[原文节选]:
◆ ◆ ◆ ◆ ◆ ◆ ◆
S40:采用训练好的ASR-LSTM语音识别模型对待测滤波器语音特征进行识别,获取识别概率值。
其中,ASR-LSTM语音识别模型是预先训练好的用于区分待测滤波器语音特征中的语音和噪音的模型。具体地,ASR-LSTM语音识别模型是采用LSTM(long-short term memory,长短时记忆神经网络)对采用ASR语音特征提取算法提取出的训练滤波器语音特征进行训练后获得的语音识别模型。识别概率值是采用ASR-LSTM语音识别模型对待测滤波器语音特征进行识别时,识别其为语音的概率。该识别概率值可以为0-1之间的实数。具体地,将每一帧待测语音数据对应的待测滤波器语音特征输入到ASR-LSTM语音识别模型中进行识别,以获取每一帧待测滤波器语音特征对应的识别概率值,即为语音的可能性。
S50:若识别概率值大于预设概率值,则将待测语音数据作为目标语音数据。
由于待测语音数据是去除了静音段的单帧语音数据,因此排除了静音段的干扰。具体地,若识别概率值大于预设概率值,则认为该待测语音数据不为噪音段,即将识别概率值大于预设概率值的待测语音数据确定为目标语音数据。可以理解地,服务器通过对已去除静音段的待测语音数据进行识别,可排除目标语音数据中携带静音段和噪音段等干扰语音数据,以便采用目标语音数据作为训练数据对声纹模型或其他语音模型进行训练,以提高模型的识别准确率。若识别概率值不大于预设概率值,则证明该段待测语音数据很可能为噪音,将该段待测语音数据排除,以避免后续基于目标语音数据训练模型时,导致训练所得的模型识别准确率不高的问题。
◆ ◆ ◆ ◆ ◆ ◆ ◆
[任务]: 照原文抄录这段语音识别节选中从“其中,ASR-LSTM语音识”到“别概率值,即为语音的可能性。”的那一段。 以下条目是另行提供的材料，与这段语音识别节选互不相干。
◆ ◆ ◆ ◆ ◆ ◆ ◆
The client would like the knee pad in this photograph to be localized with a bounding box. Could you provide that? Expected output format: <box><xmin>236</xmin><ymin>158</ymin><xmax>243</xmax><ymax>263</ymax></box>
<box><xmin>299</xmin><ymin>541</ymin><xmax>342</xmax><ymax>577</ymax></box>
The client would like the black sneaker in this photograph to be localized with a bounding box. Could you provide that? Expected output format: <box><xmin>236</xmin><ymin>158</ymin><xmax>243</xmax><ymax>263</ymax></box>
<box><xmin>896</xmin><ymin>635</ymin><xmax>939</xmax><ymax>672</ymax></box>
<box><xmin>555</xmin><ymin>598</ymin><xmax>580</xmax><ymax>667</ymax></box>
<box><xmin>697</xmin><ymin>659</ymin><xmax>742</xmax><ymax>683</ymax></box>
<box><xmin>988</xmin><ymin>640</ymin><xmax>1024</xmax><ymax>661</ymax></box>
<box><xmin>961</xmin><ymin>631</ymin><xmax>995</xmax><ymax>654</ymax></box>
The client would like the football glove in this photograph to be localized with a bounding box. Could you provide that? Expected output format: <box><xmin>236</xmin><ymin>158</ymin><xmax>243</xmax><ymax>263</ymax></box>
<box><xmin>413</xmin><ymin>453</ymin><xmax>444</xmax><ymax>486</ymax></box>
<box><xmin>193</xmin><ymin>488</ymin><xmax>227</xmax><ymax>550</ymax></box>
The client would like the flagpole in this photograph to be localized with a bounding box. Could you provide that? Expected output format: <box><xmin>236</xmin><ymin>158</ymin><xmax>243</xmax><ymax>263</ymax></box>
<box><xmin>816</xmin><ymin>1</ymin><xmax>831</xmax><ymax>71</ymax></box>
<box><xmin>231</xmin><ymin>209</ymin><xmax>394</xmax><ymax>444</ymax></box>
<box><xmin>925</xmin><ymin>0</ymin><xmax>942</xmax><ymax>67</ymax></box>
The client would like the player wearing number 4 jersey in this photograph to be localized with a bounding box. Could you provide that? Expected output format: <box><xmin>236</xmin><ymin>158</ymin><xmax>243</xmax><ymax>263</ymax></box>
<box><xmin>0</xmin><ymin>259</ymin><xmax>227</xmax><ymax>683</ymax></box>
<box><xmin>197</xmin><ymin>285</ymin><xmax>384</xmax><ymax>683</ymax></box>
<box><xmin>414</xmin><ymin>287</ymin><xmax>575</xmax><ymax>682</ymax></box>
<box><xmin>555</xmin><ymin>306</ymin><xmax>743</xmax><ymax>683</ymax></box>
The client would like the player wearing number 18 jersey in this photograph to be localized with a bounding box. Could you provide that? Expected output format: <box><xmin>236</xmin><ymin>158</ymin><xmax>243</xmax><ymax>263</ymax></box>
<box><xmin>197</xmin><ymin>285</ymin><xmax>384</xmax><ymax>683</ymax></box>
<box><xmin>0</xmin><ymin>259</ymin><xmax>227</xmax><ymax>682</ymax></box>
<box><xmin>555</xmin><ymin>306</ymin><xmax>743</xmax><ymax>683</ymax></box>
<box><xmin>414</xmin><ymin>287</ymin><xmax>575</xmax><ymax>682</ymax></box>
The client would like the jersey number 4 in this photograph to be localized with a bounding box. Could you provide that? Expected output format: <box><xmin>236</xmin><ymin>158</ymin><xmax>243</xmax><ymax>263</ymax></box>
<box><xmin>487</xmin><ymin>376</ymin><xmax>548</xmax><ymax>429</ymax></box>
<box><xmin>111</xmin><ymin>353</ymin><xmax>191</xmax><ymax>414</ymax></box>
◆ ◆ ◆ ◆ ◆ ◆ ◆
[结果如下]:
其中,ASR-LSTM语音识别模型是预先训练好的用于区分待测滤波器语音特征中的语音和噪音的模型。具体地,ASR-LSTM语音识别模型是采用LSTM(long-short term memory,长短时记忆神经网络)对采用ASR语音特征提取算法提取出的训练滤波器语音特征进行训练后获得的语音识别模型。识别概率值是采用ASR-LSTM语音识别模型对待测滤波器语音特征进行识别时,识别其为语音的概率。该识别概率值可以为0-1之间的实数。具体地,将每一帧待测语音数据对应的待测滤波器语音特征输入到ASR-LSTM语音识别模型中进行识别,以获取每一帧待测滤波器语音特征对应的识别概率值,即为语音的可能性。